## What to do
From the records below, please return each line that holds the word "negative".

Segment Start: Data listing

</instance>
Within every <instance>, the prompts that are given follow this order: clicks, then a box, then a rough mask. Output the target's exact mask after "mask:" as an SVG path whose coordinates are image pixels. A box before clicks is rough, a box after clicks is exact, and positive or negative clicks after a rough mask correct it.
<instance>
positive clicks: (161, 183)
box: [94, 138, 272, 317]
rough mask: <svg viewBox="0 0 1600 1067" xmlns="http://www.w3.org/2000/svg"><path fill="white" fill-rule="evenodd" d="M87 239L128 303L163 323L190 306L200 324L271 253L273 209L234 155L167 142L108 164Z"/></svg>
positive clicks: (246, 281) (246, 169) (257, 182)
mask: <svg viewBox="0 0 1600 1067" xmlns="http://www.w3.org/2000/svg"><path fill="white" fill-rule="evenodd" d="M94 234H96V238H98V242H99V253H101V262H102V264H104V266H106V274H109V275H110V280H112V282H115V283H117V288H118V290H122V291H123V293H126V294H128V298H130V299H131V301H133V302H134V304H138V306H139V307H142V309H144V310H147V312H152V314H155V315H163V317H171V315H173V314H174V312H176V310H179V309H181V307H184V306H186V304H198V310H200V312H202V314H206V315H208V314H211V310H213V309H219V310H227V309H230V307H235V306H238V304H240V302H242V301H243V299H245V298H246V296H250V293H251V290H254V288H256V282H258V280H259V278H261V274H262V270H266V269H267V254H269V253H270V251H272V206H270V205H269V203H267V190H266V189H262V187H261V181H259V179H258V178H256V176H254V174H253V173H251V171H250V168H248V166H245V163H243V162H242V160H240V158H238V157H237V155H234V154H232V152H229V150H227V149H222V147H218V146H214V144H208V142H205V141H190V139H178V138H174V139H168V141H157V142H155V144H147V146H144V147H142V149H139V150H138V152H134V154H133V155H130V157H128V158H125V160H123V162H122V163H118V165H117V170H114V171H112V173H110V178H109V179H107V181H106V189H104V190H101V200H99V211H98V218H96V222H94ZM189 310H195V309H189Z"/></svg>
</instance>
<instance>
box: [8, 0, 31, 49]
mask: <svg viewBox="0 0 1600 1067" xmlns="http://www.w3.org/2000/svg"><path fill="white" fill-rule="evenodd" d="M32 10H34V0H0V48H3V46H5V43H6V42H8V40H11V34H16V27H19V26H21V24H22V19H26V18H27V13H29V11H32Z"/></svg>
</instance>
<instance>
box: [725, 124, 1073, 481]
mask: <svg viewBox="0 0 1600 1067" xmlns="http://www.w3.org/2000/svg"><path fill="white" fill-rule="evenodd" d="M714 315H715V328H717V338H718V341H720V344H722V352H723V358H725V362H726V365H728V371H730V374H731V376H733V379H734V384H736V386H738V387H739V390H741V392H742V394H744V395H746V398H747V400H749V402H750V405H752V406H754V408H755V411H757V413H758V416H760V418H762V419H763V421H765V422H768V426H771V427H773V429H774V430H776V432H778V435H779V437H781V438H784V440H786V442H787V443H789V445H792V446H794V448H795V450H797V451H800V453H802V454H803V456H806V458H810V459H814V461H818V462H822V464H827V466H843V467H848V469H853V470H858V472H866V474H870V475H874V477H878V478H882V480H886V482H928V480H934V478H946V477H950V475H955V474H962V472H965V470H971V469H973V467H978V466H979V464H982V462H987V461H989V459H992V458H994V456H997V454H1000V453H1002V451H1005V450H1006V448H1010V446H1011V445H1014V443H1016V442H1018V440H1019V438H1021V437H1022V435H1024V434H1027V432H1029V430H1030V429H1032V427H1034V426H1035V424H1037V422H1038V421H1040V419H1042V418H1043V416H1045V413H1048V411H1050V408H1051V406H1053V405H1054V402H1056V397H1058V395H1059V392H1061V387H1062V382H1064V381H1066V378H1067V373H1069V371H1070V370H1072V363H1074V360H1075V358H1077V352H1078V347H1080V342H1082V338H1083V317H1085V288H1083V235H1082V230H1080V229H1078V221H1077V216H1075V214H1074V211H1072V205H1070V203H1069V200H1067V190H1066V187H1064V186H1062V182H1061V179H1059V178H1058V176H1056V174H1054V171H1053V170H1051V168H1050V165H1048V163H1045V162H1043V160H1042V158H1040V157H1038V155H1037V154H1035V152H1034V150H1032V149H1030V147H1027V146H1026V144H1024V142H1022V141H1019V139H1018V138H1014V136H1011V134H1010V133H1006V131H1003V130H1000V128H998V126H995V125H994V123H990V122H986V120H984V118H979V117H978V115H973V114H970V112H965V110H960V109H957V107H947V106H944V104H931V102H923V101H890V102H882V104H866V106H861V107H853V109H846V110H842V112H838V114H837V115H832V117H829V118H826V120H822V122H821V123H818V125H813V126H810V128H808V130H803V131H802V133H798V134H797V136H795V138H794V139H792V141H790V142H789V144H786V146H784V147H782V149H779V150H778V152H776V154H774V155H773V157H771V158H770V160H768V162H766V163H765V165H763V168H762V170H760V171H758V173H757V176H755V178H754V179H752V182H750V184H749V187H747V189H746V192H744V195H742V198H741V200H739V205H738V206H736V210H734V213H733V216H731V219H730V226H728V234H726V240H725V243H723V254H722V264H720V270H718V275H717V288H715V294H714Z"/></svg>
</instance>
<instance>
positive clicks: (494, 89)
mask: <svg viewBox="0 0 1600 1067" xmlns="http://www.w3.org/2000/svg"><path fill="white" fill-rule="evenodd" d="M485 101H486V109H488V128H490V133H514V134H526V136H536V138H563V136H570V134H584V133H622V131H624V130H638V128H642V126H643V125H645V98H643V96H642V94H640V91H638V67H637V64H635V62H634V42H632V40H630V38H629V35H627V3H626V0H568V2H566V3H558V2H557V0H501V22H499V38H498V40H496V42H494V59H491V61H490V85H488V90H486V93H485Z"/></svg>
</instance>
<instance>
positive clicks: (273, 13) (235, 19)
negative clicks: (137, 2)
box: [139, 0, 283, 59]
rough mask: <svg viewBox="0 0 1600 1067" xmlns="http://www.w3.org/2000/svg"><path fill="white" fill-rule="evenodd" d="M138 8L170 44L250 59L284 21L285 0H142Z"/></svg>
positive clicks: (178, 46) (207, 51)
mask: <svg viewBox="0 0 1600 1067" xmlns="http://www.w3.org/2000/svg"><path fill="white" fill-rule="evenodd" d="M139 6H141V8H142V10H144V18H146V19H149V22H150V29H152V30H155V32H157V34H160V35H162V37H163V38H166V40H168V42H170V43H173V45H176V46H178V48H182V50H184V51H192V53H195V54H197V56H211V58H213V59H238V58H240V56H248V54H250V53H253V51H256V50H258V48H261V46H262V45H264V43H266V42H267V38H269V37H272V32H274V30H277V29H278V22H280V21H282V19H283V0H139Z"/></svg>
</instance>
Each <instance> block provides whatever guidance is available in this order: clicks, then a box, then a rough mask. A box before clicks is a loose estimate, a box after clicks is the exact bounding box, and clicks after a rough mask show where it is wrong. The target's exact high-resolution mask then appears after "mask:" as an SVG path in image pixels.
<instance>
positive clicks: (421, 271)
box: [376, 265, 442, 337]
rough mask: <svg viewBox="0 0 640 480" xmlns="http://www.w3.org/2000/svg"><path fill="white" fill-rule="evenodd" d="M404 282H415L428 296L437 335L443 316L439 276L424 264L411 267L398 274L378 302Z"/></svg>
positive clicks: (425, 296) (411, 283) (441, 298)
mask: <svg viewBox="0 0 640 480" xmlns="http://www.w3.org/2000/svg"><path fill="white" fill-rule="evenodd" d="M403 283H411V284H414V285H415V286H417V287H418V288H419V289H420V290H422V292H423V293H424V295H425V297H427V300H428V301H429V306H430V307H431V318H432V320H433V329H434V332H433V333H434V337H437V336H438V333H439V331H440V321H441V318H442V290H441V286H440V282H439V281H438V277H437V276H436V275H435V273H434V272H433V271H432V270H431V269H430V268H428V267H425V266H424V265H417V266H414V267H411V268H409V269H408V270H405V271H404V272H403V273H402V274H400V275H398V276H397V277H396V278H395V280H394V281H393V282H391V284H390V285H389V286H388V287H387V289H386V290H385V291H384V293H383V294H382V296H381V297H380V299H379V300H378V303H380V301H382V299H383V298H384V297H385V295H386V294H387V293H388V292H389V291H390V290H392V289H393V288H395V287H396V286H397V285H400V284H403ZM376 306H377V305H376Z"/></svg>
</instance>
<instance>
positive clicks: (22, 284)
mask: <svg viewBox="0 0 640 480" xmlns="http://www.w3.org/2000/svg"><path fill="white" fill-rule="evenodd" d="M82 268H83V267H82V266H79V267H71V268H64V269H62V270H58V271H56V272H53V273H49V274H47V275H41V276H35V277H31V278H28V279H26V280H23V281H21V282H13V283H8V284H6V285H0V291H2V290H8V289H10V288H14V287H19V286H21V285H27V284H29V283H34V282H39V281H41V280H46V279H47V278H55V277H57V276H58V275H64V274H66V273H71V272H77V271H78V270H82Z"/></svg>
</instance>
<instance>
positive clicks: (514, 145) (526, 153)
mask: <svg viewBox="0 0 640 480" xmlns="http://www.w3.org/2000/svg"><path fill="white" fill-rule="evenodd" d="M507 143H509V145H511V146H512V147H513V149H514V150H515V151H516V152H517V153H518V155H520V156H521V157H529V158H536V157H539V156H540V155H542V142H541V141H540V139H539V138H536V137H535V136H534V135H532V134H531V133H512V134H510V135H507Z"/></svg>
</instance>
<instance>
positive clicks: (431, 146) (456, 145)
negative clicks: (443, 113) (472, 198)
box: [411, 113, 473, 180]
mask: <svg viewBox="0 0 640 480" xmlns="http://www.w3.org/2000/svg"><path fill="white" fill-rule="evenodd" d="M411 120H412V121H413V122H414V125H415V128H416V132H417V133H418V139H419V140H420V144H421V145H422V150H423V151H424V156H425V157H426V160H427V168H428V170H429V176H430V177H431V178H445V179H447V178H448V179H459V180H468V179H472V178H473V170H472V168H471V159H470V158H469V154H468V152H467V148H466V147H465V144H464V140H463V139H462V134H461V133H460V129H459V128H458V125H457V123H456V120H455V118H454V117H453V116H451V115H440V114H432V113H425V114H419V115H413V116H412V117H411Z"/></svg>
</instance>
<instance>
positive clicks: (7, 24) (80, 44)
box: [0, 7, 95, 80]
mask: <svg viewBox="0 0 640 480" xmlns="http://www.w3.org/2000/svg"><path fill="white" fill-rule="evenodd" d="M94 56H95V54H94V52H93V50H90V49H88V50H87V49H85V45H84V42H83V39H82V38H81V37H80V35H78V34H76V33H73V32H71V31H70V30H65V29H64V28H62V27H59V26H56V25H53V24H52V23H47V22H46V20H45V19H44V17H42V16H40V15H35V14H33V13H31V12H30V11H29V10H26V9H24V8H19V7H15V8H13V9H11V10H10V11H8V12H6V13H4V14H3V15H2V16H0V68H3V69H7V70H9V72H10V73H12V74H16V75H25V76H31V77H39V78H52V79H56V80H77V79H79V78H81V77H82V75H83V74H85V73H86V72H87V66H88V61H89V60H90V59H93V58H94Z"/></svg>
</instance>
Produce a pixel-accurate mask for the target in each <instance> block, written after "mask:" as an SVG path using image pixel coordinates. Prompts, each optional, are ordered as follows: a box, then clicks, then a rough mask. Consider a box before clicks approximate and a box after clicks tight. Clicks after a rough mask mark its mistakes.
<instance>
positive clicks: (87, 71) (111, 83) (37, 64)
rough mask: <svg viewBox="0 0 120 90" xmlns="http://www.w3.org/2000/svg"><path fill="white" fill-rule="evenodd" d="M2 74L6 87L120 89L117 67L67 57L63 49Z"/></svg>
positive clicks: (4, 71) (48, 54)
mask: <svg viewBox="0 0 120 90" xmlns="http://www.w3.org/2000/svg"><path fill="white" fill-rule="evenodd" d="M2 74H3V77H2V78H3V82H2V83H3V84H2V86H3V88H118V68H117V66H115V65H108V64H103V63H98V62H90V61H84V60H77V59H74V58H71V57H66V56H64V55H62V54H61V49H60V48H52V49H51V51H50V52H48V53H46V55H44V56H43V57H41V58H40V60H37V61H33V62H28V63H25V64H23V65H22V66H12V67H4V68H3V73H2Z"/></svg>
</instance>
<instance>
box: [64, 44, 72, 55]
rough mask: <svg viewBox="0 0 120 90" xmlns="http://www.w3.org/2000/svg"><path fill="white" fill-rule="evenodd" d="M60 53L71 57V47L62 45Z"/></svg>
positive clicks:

Segment End: Data listing

## Written solution
Within every <instance>, the prompts that are given follow this order: clicks, then a box, then a rough mask. Output the target's exact mask after "mask:" as an SVG path whose coordinates are image pixels. A box before clicks is rough, a box after clicks is exact, and positive or negative clicks after a rough mask correct it.
negative clicks: (137, 2)
negative clicks: (443, 113) (472, 198)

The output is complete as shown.